Records for the task:
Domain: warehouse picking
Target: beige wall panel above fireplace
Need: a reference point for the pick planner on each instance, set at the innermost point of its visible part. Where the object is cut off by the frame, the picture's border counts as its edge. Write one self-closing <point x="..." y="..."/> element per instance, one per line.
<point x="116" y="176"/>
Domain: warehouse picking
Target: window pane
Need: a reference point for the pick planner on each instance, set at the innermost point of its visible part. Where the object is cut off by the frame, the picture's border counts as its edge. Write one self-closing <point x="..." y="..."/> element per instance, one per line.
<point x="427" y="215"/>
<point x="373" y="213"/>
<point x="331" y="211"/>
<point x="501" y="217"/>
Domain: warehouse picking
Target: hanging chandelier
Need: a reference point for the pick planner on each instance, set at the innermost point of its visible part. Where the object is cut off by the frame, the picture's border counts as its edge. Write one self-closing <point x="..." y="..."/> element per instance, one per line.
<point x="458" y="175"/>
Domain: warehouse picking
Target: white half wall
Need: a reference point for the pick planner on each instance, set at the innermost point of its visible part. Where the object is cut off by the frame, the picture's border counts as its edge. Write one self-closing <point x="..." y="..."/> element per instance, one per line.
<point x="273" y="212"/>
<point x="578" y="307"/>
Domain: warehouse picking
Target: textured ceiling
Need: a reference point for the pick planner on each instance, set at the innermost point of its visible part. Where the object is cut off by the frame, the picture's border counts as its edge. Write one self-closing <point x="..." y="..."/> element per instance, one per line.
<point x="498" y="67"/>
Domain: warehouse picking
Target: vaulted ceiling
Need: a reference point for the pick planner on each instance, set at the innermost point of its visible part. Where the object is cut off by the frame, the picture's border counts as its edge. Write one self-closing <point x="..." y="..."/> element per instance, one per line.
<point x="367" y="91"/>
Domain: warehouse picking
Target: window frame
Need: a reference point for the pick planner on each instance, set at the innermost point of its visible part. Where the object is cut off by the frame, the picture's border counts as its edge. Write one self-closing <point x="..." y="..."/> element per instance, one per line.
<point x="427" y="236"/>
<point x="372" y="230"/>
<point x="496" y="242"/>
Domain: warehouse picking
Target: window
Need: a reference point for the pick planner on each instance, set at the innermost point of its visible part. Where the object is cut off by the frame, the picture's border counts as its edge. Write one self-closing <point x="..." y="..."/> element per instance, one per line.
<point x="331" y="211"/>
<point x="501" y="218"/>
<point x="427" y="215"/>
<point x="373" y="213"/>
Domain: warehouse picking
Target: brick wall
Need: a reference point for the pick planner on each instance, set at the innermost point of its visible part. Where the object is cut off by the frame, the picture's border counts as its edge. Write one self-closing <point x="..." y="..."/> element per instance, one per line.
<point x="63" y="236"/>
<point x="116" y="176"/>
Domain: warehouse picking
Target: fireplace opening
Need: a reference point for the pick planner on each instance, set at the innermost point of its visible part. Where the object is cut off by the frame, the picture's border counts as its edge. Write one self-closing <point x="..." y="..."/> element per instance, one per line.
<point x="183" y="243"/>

---

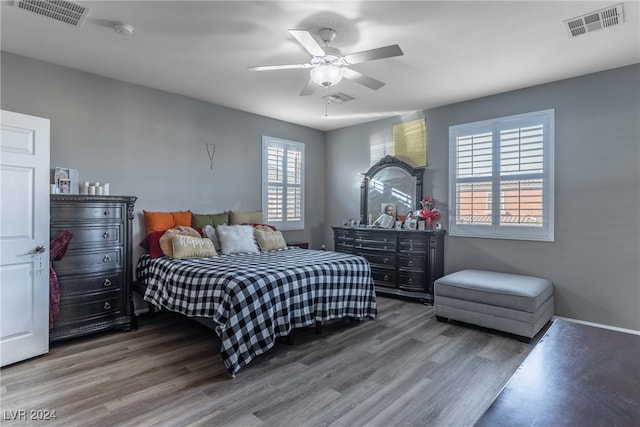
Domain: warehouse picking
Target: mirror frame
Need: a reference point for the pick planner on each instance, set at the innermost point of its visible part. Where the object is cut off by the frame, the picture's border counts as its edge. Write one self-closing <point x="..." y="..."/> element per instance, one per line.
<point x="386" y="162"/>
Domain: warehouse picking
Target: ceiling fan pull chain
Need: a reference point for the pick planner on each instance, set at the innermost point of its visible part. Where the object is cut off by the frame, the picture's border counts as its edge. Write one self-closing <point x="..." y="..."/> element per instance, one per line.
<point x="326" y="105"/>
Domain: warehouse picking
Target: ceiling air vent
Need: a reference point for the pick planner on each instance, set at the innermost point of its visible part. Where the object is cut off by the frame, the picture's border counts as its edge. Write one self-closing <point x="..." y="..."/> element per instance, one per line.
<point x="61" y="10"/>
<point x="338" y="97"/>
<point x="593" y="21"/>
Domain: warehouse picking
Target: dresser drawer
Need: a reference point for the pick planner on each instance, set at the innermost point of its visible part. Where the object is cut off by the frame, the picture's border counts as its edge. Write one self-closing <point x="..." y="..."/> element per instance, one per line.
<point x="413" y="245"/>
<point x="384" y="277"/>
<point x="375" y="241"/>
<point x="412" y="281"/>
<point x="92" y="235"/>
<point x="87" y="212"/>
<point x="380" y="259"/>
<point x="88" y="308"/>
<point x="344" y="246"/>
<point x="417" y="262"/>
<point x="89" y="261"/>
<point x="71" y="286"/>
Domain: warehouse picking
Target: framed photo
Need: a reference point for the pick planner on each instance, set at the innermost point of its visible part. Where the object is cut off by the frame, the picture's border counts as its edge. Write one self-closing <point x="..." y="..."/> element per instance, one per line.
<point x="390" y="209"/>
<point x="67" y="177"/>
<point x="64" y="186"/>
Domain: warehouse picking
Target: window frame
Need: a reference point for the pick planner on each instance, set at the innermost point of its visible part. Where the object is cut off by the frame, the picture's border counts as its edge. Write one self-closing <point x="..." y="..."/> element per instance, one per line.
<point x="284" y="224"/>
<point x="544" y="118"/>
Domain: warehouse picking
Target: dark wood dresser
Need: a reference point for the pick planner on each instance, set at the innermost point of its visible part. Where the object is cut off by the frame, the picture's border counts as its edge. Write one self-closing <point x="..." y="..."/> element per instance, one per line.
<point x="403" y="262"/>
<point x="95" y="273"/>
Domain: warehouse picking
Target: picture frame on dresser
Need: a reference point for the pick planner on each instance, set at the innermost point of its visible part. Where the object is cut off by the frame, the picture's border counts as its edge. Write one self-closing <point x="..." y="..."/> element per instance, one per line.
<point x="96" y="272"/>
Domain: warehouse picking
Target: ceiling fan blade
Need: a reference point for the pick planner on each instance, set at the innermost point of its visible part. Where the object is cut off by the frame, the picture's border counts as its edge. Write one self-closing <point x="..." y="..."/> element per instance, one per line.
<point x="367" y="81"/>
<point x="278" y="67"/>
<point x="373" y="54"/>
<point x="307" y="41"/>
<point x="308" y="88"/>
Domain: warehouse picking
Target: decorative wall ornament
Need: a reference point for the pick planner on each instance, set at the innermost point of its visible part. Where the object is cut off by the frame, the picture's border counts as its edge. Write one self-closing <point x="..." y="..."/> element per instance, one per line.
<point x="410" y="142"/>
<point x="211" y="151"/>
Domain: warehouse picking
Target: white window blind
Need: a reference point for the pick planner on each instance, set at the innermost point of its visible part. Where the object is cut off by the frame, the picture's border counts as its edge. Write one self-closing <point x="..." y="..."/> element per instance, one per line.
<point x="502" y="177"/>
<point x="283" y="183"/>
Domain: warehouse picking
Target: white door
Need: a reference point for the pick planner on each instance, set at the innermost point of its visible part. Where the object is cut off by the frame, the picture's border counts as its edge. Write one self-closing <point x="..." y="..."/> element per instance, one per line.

--

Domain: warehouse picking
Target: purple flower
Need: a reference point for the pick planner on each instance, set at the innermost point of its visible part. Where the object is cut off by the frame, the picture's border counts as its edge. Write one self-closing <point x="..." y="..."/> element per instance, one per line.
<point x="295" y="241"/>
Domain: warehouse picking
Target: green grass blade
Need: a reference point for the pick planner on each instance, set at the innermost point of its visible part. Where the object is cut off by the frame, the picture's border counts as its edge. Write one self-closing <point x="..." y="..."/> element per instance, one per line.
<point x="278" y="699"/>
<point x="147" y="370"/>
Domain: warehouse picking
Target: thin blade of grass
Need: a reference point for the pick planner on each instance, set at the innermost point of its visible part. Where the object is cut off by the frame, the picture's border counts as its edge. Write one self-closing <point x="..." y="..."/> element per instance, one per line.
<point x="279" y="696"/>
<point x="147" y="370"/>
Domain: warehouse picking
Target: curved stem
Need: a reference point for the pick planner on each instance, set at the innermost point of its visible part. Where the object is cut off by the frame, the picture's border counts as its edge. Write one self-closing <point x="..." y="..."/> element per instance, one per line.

Problem description: Identify every line in the data above that contains the string "ceiling", and copy each such line in full, treating uppercase and lowercase letters as distinct.

Expected answer:
Target: textured ceiling
Target: vaulted ceiling
Target: ceiling fan pull chain
Target: ceiling air vent
Target: ceiling fan blade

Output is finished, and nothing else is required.